There is no-one in this decision-making process to take the part of the unborn child. In fact, the advice provided by the officials says that there is no need to include principals in the right to life because the need does not arise; that no power of attorney is exercised over a child; nor does the guardianship tribunal have powers to exercise intervention on behalf of an unborn child.

There are circumstances here that we, as members of the opposition, are concerned about. We will be watching very carefully the administration of these provisions to ensure that they are appropriately applied. As this legislation is rolled out and is informed by day-to-day practice, we will keep that in mind with the possibility of considering amendments to these provisions.

We understand that the guardianship tribunal provides some safeguards, but it will not necessarily provide enough safeguards in an emergency—for instance, when a pregnant woman is involved in an accident and a decision has to be made, possibly rapidly, or there may be an imperative to make a decision rapidly. There are some concerns here which I flag—not for amendment or excision—as matters that, as legislators, we should be vigilant on in this particular matter.

### What is required:
Summarize the extract on unborn children and the guardianship provisions in two sentences.

Records in a dataset:
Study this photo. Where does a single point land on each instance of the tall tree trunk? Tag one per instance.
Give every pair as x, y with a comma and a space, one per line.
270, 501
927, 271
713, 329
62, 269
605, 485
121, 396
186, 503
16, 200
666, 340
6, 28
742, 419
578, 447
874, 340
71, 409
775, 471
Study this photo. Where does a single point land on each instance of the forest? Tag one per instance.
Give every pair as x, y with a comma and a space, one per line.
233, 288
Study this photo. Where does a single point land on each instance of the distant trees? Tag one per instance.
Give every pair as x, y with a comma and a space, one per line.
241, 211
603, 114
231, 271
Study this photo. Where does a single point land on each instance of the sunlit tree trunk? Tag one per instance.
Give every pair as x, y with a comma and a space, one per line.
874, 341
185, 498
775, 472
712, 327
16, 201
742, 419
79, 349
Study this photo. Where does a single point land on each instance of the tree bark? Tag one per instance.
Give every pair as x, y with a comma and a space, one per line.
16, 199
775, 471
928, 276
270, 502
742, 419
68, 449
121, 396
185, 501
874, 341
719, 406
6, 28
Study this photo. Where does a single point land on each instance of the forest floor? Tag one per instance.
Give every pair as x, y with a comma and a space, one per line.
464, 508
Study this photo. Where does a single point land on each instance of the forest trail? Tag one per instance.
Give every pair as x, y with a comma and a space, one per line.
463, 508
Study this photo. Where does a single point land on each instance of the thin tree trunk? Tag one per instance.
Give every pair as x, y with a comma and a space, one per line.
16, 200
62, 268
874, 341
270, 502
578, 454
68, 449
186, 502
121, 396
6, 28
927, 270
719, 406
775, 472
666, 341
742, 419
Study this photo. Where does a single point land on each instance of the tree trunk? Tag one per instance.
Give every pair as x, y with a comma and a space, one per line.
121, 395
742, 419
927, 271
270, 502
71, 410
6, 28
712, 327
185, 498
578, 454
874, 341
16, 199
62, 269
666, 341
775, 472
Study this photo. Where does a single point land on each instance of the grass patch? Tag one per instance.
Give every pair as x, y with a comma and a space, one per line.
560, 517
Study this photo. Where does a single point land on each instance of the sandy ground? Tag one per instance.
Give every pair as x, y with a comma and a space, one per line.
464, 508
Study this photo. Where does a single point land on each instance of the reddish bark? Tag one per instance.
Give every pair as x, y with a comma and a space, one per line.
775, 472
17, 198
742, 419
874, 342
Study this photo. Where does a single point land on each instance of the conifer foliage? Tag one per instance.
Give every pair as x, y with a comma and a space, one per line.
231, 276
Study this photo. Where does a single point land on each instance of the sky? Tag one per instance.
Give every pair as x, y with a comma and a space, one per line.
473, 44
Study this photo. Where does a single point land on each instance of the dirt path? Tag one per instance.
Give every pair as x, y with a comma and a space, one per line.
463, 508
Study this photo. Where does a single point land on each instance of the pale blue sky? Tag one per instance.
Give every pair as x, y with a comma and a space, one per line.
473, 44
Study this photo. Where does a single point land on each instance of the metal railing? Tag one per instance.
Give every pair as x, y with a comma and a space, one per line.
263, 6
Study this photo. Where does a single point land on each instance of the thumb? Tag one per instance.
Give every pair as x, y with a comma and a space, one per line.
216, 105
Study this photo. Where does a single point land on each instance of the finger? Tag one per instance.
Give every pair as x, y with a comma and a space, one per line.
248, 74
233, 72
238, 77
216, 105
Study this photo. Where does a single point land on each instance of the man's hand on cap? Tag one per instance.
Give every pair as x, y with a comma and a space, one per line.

### Problem solution:
The speaker points out that no one in the decision-making process takes the part of the unborn child, and that officials advised that no power of attorney is exercised over a child and that the guardianship tribunal cannot intervene on an unborn child's behalf. Speaking for the opposition, the speaker says they will watch closely how these provisions are administered and may consider amendments, warning that the tribunal's safeguards may not be enough in an emergency, such as an accident involving a pregnant woman that requires a rapid decision.